>>>

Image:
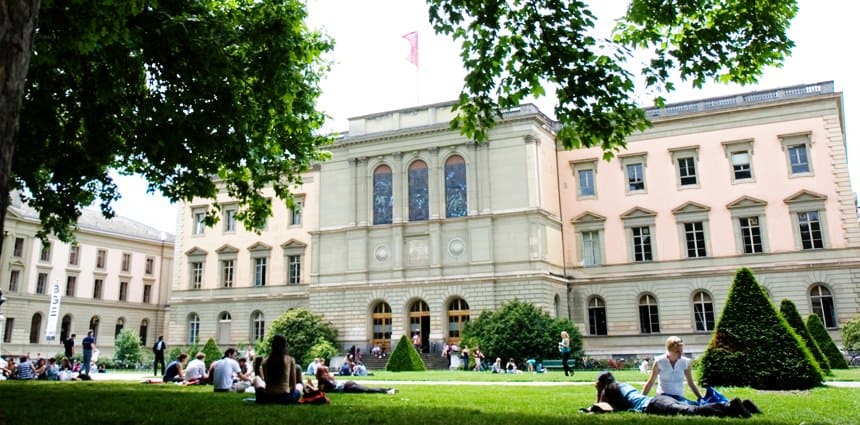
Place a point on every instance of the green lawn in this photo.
(453, 403)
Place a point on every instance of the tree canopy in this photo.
(197, 95)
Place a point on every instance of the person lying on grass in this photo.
(327, 383)
(622, 396)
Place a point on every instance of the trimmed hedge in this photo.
(753, 345)
(789, 312)
(828, 347)
(404, 358)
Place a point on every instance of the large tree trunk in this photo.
(17, 28)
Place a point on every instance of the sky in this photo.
(370, 72)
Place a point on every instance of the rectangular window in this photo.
(101, 258)
(123, 291)
(74, 255)
(260, 271)
(296, 214)
(41, 283)
(71, 283)
(227, 272)
(635, 177)
(798, 158)
(126, 262)
(751, 235)
(641, 244)
(14, 275)
(18, 250)
(585, 182)
(295, 276)
(687, 171)
(741, 165)
(45, 253)
(694, 233)
(7, 332)
(810, 230)
(229, 220)
(97, 289)
(196, 275)
(590, 248)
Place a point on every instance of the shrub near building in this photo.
(754, 346)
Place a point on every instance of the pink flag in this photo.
(412, 38)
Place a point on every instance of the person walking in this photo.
(158, 350)
(89, 345)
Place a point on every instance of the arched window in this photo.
(822, 305)
(258, 326)
(419, 196)
(703, 311)
(65, 328)
(35, 328)
(649, 319)
(383, 195)
(120, 324)
(419, 322)
(144, 330)
(596, 316)
(381, 318)
(456, 204)
(193, 329)
(94, 325)
(458, 316)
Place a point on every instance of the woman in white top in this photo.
(670, 371)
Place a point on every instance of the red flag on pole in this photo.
(412, 38)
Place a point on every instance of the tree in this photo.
(520, 330)
(303, 329)
(404, 358)
(789, 312)
(822, 338)
(851, 334)
(193, 95)
(754, 346)
(196, 94)
(127, 352)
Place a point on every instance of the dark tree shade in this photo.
(754, 346)
(823, 339)
(789, 312)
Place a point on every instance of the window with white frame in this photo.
(797, 148)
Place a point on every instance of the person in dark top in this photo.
(69, 346)
(158, 350)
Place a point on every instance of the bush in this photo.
(404, 358)
(302, 328)
(520, 330)
(828, 347)
(851, 334)
(790, 314)
(127, 351)
(754, 346)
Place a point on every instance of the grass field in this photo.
(450, 402)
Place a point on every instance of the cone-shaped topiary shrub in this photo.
(823, 339)
(790, 314)
(404, 357)
(754, 346)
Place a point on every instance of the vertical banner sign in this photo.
(53, 312)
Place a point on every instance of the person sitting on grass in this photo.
(175, 371)
(622, 396)
(327, 383)
(280, 374)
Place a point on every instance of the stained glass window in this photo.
(382, 195)
(419, 202)
(455, 187)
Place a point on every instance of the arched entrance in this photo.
(419, 321)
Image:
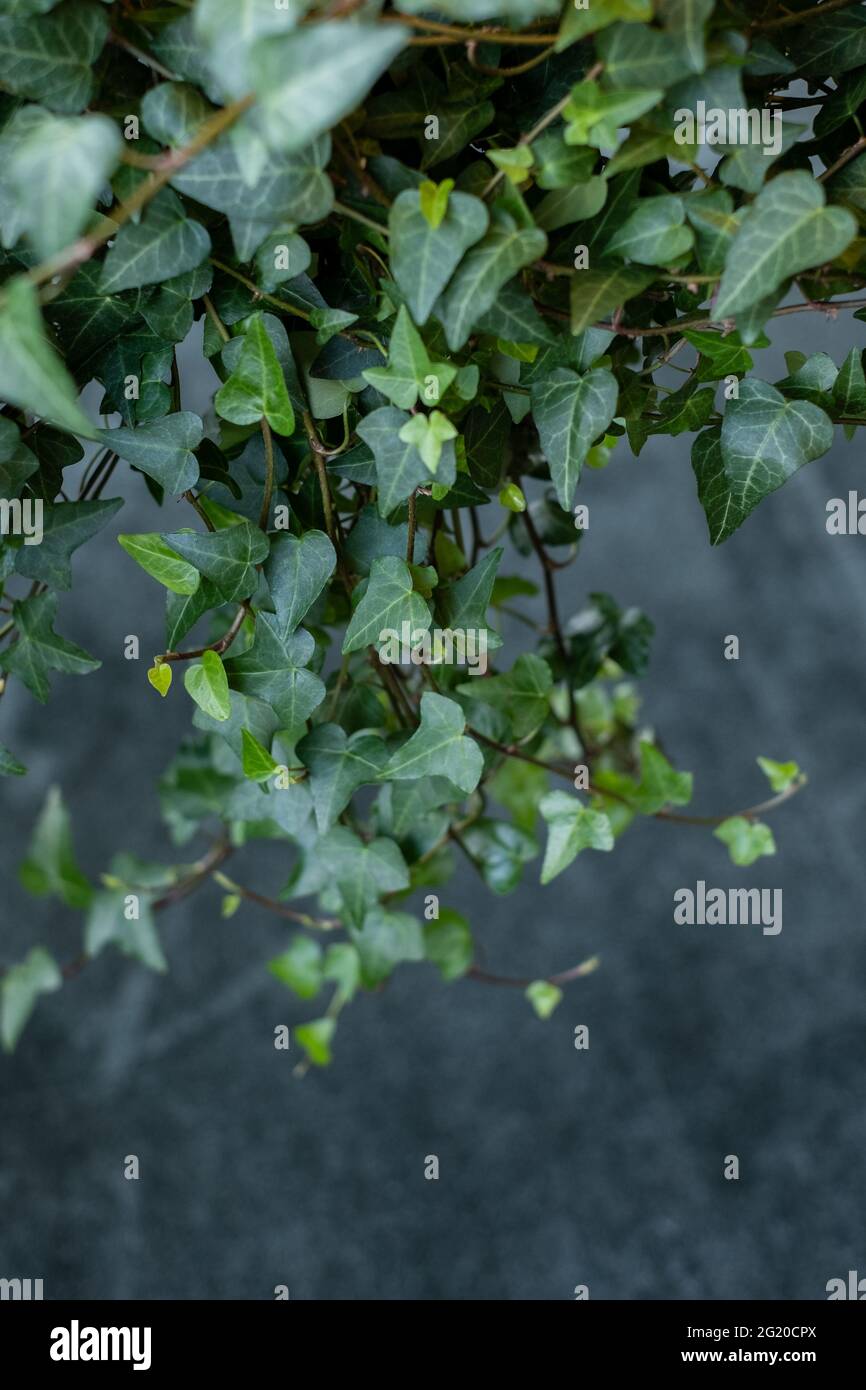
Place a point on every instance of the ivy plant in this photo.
(439, 260)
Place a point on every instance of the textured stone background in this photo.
(556, 1166)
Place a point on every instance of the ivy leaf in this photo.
(50, 868)
(428, 434)
(483, 273)
(129, 926)
(438, 748)
(747, 840)
(779, 774)
(427, 249)
(654, 234)
(66, 526)
(338, 766)
(298, 570)
(362, 872)
(161, 563)
(387, 940)
(256, 387)
(307, 81)
(57, 170)
(410, 373)
(20, 990)
(161, 246)
(207, 684)
(544, 997)
(388, 602)
(31, 374)
(570, 829)
(227, 556)
(50, 57)
(762, 442)
(163, 449)
(786, 230)
(274, 670)
(38, 649)
(570, 413)
(598, 292)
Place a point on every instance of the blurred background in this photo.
(556, 1166)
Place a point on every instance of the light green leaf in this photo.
(747, 840)
(160, 563)
(438, 748)
(57, 170)
(163, 449)
(570, 829)
(163, 245)
(570, 413)
(424, 256)
(50, 863)
(256, 385)
(786, 230)
(38, 649)
(544, 997)
(207, 684)
(483, 273)
(20, 988)
(388, 602)
(227, 556)
(31, 374)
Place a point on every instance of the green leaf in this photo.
(163, 449)
(570, 829)
(38, 649)
(228, 556)
(786, 230)
(570, 413)
(307, 81)
(298, 570)
(299, 968)
(50, 57)
(256, 387)
(274, 670)
(57, 170)
(31, 374)
(10, 766)
(544, 997)
(161, 563)
(20, 990)
(161, 246)
(426, 255)
(598, 292)
(448, 944)
(362, 870)
(388, 602)
(316, 1039)
(438, 747)
(779, 774)
(654, 234)
(410, 373)
(387, 940)
(50, 863)
(481, 274)
(747, 840)
(207, 684)
(66, 526)
(113, 919)
(338, 766)
(428, 434)
(762, 442)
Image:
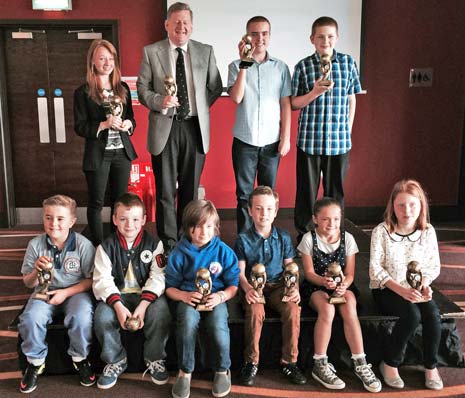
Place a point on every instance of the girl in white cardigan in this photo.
(404, 236)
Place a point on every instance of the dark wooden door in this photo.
(42, 74)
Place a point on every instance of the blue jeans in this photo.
(115, 168)
(216, 325)
(78, 311)
(249, 162)
(156, 329)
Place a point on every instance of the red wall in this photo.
(398, 132)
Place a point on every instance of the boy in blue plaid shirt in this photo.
(327, 110)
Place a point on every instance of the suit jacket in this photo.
(87, 117)
(150, 87)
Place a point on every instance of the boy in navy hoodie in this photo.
(199, 248)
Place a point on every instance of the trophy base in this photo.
(132, 324)
(41, 296)
(203, 307)
(245, 64)
(337, 300)
(422, 300)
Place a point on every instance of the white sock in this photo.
(358, 356)
(183, 374)
(36, 361)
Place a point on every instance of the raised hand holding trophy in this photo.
(334, 271)
(170, 86)
(113, 105)
(258, 280)
(45, 277)
(414, 277)
(291, 280)
(246, 54)
(325, 69)
(203, 283)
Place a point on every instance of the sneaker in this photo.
(293, 373)
(158, 372)
(86, 374)
(181, 387)
(325, 373)
(110, 374)
(248, 373)
(363, 372)
(29, 380)
(221, 384)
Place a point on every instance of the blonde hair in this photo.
(61, 200)
(264, 190)
(130, 200)
(93, 83)
(411, 187)
(198, 212)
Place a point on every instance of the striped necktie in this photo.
(183, 98)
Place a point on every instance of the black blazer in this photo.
(87, 117)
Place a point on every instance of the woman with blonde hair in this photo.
(103, 115)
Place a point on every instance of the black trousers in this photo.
(115, 169)
(252, 162)
(308, 174)
(410, 316)
(181, 162)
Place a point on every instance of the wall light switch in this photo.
(421, 77)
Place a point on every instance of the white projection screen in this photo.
(221, 23)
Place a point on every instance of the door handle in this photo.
(42, 111)
(59, 108)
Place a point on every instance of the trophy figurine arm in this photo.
(122, 313)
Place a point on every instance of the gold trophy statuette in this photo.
(335, 273)
(246, 56)
(258, 280)
(203, 282)
(45, 277)
(132, 323)
(291, 280)
(414, 277)
(170, 86)
(113, 105)
(325, 69)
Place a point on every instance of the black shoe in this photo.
(248, 373)
(86, 374)
(293, 373)
(29, 381)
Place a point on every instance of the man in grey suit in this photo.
(179, 124)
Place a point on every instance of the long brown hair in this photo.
(412, 187)
(93, 83)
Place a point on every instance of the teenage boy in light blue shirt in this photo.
(263, 116)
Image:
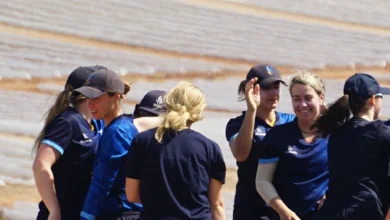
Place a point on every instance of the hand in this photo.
(252, 94)
(56, 215)
(321, 202)
(289, 215)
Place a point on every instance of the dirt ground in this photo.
(11, 193)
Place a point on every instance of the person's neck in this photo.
(367, 116)
(267, 115)
(109, 118)
(305, 126)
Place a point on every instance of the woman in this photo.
(358, 152)
(106, 197)
(175, 171)
(292, 173)
(64, 151)
(245, 135)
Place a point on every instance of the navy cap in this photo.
(363, 85)
(266, 75)
(152, 102)
(79, 76)
(100, 82)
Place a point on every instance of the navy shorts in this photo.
(249, 214)
(127, 215)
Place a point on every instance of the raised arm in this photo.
(264, 186)
(216, 200)
(241, 143)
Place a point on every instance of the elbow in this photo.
(240, 157)
(37, 166)
(238, 153)
(259, 184)
(217, 205)
(132, 197)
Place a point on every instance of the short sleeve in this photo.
(132, 160)
(217, 166)
(58, 134)
(272, 149)
(232, 128)
(384, 137)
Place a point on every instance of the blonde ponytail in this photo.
(185, 105)
(62, 102)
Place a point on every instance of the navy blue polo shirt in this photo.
(71, 135)
(386, 195)
(358, 154)
(175, 175)
(107, 191)
(301, 177)
(246, 194)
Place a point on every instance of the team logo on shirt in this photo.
(260, 131)
(291, 150)
(159, 102)
(269, 71)
(86, 139)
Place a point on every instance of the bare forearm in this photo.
(218, 213)
(243, 142)
(278, 205)
(44, 181)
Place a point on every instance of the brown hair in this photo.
(241, 90)
(63, 101)
(338, 113)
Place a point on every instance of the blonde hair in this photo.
(304, 77)
(185, 104)
(63, 101)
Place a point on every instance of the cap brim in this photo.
(269, 81)
(89, 92)
(152, 111)
(384, 90)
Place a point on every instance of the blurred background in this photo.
(156, 43)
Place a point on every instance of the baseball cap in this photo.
(266, 75)
(100, 82)
(79, 76)
(152, 102)
(363, 85)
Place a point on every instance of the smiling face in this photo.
(270, 96)
(306, 102)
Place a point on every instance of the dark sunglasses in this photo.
(379, 95)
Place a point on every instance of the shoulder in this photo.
(285, 117)
(145, 135)
(286, 127)
(122, 125)
(199, 136)
(99, 124)
(382, 129)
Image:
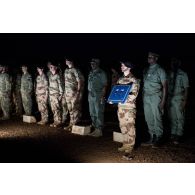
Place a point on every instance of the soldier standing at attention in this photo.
(73, 92)
(41, 90)
(115, 77)
(55, 95)
(127, 111)
(16, 94)
(154, 95)
(178, 85)
(97, 85)
(26, 90)
(5, 93)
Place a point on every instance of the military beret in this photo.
(154, 54)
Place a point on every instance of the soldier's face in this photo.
(94, 65)
(69, 64)
(40, 71)
(52, 68)
(124, 68)
(24, 69)
(151, 59)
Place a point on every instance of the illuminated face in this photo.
(124, 68)
(52, 68)
(40, 71)
(152, 59)
(94, 65)
(69, 63)
(24, 69)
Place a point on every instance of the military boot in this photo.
(68, 128)
(122, 149)
(96, 133)
(128, 148)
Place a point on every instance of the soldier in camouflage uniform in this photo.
(55, 95)
(154, 96)
(115, 77)
(16, 94)
(178, 85)
(97, 85)
(127, 111)
(41, 90)
(73, 92)
(26, 90)
(5, 93)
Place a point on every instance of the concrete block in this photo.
(118, 137)
(29, 119)
(81, 130)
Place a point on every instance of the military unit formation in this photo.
(63, 93)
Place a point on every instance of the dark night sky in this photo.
(108, 46)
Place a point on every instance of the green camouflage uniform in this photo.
(127, 111)
(55, 95)
(97, 80)
(42, 96)
(73, 77)
(153, 77)
(175, 99)
(17, 99)
(26, 92)
(5, 94)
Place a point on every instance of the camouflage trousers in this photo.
(42, 101)
(55, 107)
(96, 110)
(17, 101)
(74, 108)
(127, 125)
(64, 109)
(27, 103)
(5, 105)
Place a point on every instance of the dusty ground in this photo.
(21, 142)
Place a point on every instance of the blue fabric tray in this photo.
(119, 94)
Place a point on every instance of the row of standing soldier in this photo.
(53, 91)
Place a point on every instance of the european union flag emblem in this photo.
(119, 94)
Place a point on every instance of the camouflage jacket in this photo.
(55, 84)
(41, 87)
(26, 83)
(97, 80)
(5, 84)
(131, 99)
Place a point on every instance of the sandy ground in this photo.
(22, 142)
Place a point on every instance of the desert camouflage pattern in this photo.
(26, 92)
(41, 90)
(55, 95)
(73, 96)
(127, 111)
(5, 95)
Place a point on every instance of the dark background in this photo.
(33, 49)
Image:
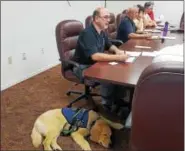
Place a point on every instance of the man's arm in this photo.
(115, 49)
(135, 35)
(108, 57)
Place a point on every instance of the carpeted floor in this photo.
(24, 102)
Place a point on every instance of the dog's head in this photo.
(101, 133)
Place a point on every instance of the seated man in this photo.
(127, 28)
(151, 12)
(90, 48)
(149, 21)
(139, 20)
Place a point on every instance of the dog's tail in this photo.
(112, 124)
(36, 138)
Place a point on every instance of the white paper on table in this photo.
(144, 47)
(151, 54)
(133, 53)
(172, 50)
(168, 57)
(156, 31)
(113, 63)
(148, 30)
(130, 59)
(154, 37)
(165, 37)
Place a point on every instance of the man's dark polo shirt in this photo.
(126, 27)
(89, 43)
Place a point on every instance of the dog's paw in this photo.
(86, 148)
(118, 126)
(56, 147)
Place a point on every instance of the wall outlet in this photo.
(24, 56)
(10, 60)
(42, 50)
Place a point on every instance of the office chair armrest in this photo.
(116, 42)
(70, 62)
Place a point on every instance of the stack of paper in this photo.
(151, 54)
(153, 31)
(155, 37)
(113, 63)
(168, 58)
(172, 50)
(130, 59)
(165, 37)
(133, 53)
(143, 47)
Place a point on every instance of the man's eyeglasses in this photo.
(105, 17)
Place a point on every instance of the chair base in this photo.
(83, 95)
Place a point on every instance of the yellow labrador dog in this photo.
(78, 123)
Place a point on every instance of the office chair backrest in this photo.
(88, 21)
(67, 33)
(158, 108)
(112, 27)
(120, 17)
(182, 22)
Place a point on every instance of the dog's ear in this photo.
(95, 132)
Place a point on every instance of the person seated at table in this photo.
(149, 20)
(139, 20)
(127, 28)
(90, 48)
(151, 12)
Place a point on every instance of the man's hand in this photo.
(120, 52)
(123, 57)
(148, 35)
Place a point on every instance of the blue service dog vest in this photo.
(78, 117)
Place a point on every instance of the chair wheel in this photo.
(69, 105)
(68, 93)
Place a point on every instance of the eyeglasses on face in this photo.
(105, 17)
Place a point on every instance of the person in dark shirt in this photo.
(90, 48)
(127, 28)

<<<

(What you need to do):
Beginning with the line that contains "Place a point on every instance of the blue service", quote each line exactly through the last line of the entries above, and nothing beyond them.

(Problem solution):
Place a point on every instance of the blue service dog vest in this photo.
(78, 117)
Place a point on every instance of the chair wheel in this photo.
(69, 105)
(68, 93)
Place a point on every instance of the eyeglasses on face in this photo.
(105, 17)
Place a point on every instance of the person in dark shirt in this photo.
(90, 48)
(127, 28)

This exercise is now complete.